## What the task asks:
Rewrite the listing below with "umbrella" replaced by "parasol" everywhere it occurs, changing nothing else, and omit the pictures from your output.

## Data lines:
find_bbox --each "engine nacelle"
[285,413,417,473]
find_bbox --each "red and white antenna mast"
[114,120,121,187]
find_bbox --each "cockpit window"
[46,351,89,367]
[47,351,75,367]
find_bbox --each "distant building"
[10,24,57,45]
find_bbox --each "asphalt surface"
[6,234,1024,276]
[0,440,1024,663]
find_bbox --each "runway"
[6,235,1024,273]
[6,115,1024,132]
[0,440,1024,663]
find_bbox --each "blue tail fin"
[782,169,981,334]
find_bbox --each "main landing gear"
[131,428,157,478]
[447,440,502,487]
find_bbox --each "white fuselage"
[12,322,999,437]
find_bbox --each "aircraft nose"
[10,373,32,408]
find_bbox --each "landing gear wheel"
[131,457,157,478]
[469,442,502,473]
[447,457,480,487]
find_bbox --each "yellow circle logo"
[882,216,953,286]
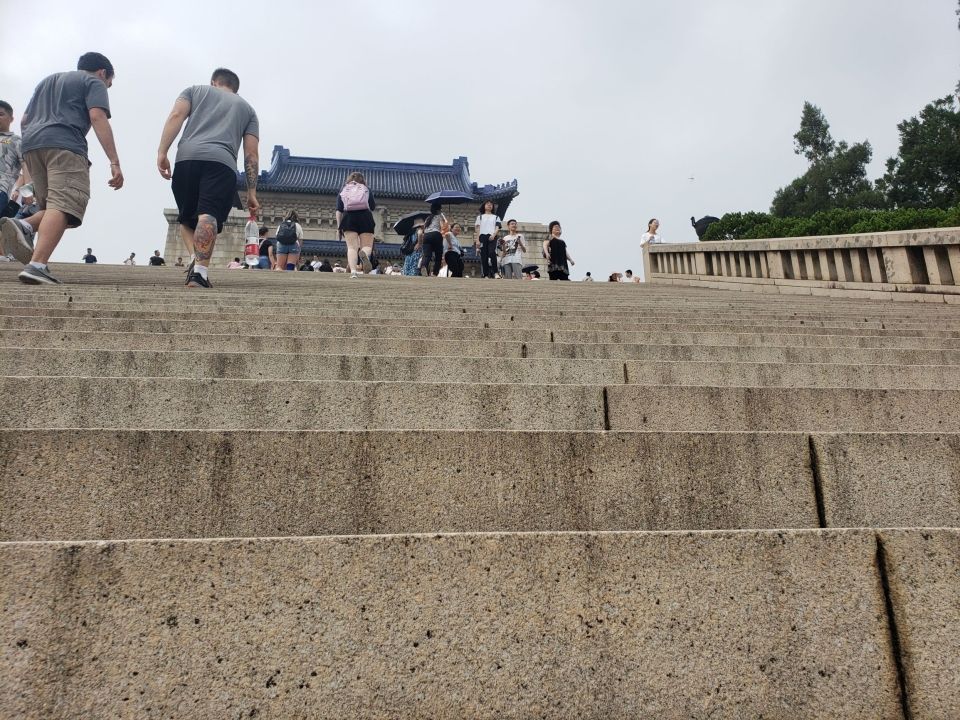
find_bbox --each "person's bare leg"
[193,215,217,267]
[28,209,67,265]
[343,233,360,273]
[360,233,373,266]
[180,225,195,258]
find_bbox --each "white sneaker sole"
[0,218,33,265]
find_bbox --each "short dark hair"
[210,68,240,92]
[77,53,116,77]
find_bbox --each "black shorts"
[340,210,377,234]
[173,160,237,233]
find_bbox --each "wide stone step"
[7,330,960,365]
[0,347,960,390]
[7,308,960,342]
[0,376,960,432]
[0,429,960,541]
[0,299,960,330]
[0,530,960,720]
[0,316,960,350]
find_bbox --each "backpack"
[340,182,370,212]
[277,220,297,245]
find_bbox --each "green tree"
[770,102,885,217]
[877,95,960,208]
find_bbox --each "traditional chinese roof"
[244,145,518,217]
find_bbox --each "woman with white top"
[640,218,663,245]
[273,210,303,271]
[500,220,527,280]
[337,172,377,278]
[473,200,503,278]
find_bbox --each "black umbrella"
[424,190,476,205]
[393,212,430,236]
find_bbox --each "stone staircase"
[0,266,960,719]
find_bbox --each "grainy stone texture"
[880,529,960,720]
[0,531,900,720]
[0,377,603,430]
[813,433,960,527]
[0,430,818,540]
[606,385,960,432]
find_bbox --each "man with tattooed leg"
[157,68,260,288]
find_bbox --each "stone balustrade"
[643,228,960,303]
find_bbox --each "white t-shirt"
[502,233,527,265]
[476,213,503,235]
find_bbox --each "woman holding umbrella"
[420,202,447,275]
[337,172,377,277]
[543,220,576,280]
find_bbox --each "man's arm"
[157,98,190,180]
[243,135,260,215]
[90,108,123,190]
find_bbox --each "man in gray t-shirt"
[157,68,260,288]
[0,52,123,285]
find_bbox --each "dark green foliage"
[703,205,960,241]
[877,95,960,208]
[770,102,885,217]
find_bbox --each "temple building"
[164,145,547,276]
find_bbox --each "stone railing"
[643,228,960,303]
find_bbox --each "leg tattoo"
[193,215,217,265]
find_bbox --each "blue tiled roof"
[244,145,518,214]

## Exercise solution:
find_bbox --each "engine nacelle"
[285,413,417,473]
find_bbox --each "red and white antenna mast"
[114,120,121,187]
find_bbox --each "cockpit window"
[46,351,89,367]
[47,351,75,367]
find_bbox --each "distant building"
[10,24,57,45]
find_bbox --each "asphalt surface"
[6,234,1024,276]
[0,440,1024,663]
find_bbox --each "runway"
[6,235,1024,273]
[6,115,1024,132]
[0,440,1024,663]
find_bbox --each "blue tail fin"
[782,169,981,334]
find_bbox --each "main landing gear"
[131,428,157,478]
[447,440,502,487]
find_bbox --each "white fuselage"
[12,322,999,437]
find_bbox --each "aircraft nose"
[10,373,32,408]
find_bbox --each "landing gear wheel"
[131,457,157,478]
[469,442,502,473]
[447,457,480,487]
find_bbox --each "yellow circle logo"
[882,216,953,286]
find_bbox --each "person's bare leg"
[193,215,217,267]
[28,209,67,265]
[343,233,360,273]
[360,233,373,266]
[180,225,195,258]
find_bbox --each "white sneaker sole"
[0,218,33,265]
find_bbox --each "short dark hair"
[210,68,240,92]
[77,53,116,77]
find_bbox --each "black shorts"
[340,210,377,234]
[173,160,237,233]
find_bbox --each "wide stone step"
[7,330,960,365]
[0,347,960,390]
[7,308,960,342]
[0,376,960,432]
[0,429,960,541]
[0,299,960,330]
[0,530,960,720]
[0,316,960,350]
find_bbox --each "backpack"
[340,182,370,212]
[277,220,297,245]
find_bbox --each "green tree"
[770,102,885,217]
[877,95,960,208]
find_bbox --each "traditional chinese roof"
[244,145,518,217]
find_bbox --each "woman with white top"
[640,218,663,245]
[273,210,303,271]
[500,220,527,280]
[337,172,377,278]
[473,200,503,278]
find_bbox --each "black parasol"
[424,190,476,205]
[393,212,430,236]
find_bbox --each "stone staircase"
[0,266,960,719]
find_bbox --each "grainy stone texture"
[880,529,960,720]
[0,531,900,720]
[0,377,603,430]
[813,433,960,527]
[0,430,818,540]
[606,385,960,432]
find_bbox --each "man with tattooed leg"
[157,68,260,288]
find_bbox --each "stone balustrade"
[643,228,960,303]
find_bbox --each "white t-shirt"
[502,233,527,265]
[476,213,503,235]
find_bbox --each "woman holding parasol"
[420,202,447,275]
[337,172,377,277]
[543,220,576,280]
find_bbox --each "man's arm"
[157,98,190,180]
[243,135,260,215]
[90,108,123,190]
find_bbox --each "man in gray t-shirt"
[157,68,260,288]
[0,52,123,285]
find_bbox --each "dark green foliage"
[703,205,960,241]
[877,95,960,208]
[770,102,885,217]
find_bbox --each "temple building"
[164,145,547,276]
find_bbox --each "stone railing"
[643,228,960,303]
find_bbox --each "leg tattoo"
[193,215,217,265]
find_bbox --each "blue tiled roof"
[244,145,518,214]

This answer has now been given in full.